[Image object location entries]
=-=-=-=-=

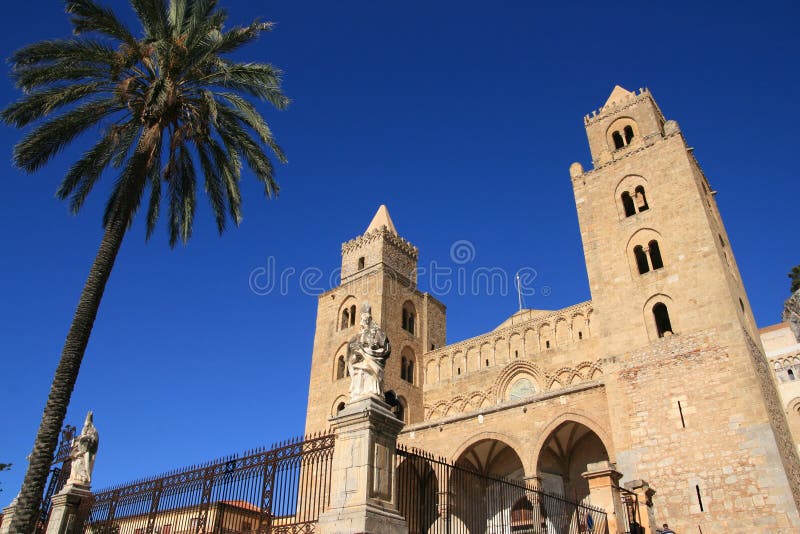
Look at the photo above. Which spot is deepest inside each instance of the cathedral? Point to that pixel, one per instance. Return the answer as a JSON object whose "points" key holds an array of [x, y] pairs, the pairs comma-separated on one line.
{"points": [[662, 374]]}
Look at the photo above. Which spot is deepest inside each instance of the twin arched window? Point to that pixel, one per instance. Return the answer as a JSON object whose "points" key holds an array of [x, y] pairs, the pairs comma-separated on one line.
{"points": [[622, 138], [407, 369], [653, 252], [636, 203], [409, 317], [348, 317], [341, 368]]}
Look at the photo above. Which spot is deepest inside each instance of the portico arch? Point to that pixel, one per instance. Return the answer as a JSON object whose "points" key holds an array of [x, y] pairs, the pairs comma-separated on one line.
{"points": [[475, 478], [566, 447], [510, 442]]}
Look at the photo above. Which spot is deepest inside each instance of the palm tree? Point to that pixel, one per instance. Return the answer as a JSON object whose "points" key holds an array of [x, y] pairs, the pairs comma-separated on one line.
{"points": [[161, 104], [794, 274]]}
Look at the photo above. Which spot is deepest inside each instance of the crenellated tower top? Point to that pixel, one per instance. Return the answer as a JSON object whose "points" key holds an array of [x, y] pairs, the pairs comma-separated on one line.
{"points": [[380, 246], [627, 120]]}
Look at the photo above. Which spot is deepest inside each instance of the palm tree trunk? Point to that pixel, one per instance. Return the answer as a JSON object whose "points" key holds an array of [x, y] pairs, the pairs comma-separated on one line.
{"points": [[30, 496]]}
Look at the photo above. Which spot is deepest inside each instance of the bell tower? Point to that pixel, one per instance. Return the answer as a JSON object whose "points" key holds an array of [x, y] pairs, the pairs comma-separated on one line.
{"points": [[657, 253], [675, 326], [378, 267]]}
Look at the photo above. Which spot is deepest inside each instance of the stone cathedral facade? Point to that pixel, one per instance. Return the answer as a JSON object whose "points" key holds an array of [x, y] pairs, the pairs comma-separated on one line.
{"points": [[662, 372]]}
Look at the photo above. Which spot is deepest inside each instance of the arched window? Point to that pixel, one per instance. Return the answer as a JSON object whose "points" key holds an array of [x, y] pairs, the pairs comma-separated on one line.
{"points": [[661, 316], [641, 259], [628, 130], [618, 142], [641, 199], [407, 365], [655, 254], [627, 204], [522, 516], [340, 368], [409, 316], [399, 409]]}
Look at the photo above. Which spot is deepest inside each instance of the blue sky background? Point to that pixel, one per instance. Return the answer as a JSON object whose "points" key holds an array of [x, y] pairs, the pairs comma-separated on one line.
{"points": [[463, 117]]}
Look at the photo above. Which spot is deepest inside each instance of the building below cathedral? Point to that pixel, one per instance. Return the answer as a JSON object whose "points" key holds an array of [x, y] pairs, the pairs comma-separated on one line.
{"points": [[663, 373]]}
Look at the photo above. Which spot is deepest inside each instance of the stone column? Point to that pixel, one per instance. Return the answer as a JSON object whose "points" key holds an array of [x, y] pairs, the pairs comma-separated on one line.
{"points": [[603, 479], [8, 515], [644, 496], [66, 510], [363, 489]]}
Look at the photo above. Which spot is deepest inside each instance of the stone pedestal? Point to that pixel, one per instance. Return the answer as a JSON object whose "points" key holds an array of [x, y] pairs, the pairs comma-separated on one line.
{"points": [[363, 489], [65, 508], [644, 496], [603, 479], [8, 515]]}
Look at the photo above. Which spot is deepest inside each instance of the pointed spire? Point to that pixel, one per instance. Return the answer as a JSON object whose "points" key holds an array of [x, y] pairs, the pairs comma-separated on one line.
{"points": [[618, 94], [382, 219]]}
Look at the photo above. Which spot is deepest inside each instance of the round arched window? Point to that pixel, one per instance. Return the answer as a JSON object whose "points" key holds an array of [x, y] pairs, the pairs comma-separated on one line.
{"points": [[521, 389]]}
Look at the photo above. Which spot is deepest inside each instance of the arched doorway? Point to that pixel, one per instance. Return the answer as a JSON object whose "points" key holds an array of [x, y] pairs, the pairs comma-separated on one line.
{"points": [[492, 457], [566, 452], [477, 479]]}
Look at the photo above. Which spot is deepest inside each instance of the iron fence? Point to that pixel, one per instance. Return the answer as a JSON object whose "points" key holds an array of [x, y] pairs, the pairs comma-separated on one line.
{"points": [[437, 497], [630, 520], [281, 490]]}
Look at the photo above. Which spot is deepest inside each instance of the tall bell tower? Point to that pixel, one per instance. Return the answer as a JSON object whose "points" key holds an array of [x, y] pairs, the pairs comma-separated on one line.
{"points": [[657, 254], [380, 268], [687, 373]]}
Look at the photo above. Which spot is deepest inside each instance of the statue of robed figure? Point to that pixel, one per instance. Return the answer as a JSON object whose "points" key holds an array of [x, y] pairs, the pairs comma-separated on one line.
{"points": [[83, 453], [367, 353]]}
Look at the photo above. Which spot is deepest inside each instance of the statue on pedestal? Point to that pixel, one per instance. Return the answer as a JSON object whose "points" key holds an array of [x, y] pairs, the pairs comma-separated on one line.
{"points": [[83, 453], [367, 353]]}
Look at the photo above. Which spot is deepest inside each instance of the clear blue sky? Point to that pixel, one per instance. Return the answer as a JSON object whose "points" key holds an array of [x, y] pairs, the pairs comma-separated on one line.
{"points": [[463, 117]]}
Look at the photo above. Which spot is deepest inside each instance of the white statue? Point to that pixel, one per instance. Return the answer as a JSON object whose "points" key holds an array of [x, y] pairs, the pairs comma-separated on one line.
{"points": [[83, 453], [367, 353]]}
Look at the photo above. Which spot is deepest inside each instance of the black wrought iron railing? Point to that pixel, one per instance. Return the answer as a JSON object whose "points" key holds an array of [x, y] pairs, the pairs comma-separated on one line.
{"points": [[278, 490]]}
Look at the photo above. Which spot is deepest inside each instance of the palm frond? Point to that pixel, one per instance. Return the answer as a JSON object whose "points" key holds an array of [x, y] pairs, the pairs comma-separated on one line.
{"points": [[129, 187], [260, 80], [41, 103], [76, 50], [50, 137], [154, 17], [176, 17], [31, 77], [88, 16], [247, 113], [213, 184]]}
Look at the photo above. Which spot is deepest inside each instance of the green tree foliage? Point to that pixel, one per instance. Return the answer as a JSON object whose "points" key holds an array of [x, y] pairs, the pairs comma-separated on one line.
{"points": [[167, 108]]}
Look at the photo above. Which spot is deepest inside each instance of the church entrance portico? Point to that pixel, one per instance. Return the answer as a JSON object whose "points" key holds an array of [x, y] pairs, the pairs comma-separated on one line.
{"points": [[565, 453]]}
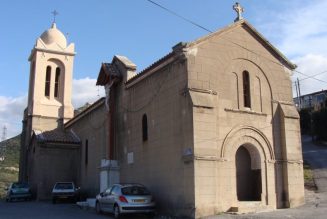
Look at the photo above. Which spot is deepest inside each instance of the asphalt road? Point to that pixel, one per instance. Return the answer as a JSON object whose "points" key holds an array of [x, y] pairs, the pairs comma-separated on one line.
{"points": [[47, 210], [315, 207], [317, 158], [44, 210]]}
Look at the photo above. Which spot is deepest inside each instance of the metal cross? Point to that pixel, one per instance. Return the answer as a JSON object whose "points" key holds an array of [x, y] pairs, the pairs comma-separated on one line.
{"points": [[239, 10], [55, 13]]}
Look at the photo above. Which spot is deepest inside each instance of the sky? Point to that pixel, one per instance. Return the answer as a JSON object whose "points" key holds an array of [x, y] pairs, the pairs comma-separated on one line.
{"points": [[144, 32]]}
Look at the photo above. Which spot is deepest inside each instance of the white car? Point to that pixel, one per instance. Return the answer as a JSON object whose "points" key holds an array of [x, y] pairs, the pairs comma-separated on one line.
{"points": [[124, 199], [64, 191]]}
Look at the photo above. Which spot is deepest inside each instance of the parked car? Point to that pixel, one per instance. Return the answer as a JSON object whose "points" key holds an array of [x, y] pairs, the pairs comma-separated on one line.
{"points": [[18, 191], [64, 191], [125, 198]]}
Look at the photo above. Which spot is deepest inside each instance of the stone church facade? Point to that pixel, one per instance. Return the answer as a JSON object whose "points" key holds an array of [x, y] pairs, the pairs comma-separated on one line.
{"points": [[208, 128]]}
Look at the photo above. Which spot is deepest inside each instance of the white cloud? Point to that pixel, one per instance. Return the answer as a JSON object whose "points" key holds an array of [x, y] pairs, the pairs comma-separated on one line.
{"points": [[300, 31], [12, 108], [85, 90], [11, 114]]}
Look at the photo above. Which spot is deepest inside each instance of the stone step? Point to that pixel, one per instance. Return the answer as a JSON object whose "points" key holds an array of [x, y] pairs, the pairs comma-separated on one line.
{"points": [[249, 207]]}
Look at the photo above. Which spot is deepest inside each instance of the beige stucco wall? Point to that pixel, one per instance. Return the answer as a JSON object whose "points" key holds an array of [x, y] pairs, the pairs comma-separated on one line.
{"points": [[51, 163], [216, 65], [158, 162], [92, 127]]}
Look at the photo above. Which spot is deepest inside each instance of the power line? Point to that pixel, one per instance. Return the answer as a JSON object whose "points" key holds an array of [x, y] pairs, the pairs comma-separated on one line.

=-=-=-=-=

▶ **Short problem**: Give back exactly the lines beginning at the one with "the stone step?" and ending at the final line of the material; both boundary lines belong in it.

▶ **Correct response**:
Look at the photo above. Which spot is deepest inside each instance of the stone step? Point to that pixel, one per instance. Return the answer as a JSON object whose "points" key holds an array of [x, y] pairs, the pairs comma-separated on one line.
{"points": [[249, 207]]}
Look at the photo above. Which spot is deepest inside each instance of the beige stucco wall? Point to that pixel, one per instance. Return the answer as a JSON object whose "points" key holds an array of [x, y] pairs, the pairs comma-separated on one line.
{"points": [[51, 163], [216, 65], [158, 162], [92, 127]]}
Look at the photo above. Which spot is deepest inside each instance of the power line? Point to that pixel, one per instance. Return the answer as a JSON object whose "points" key holds an array of [x, y] pairs, the pairs comma-separated on one line.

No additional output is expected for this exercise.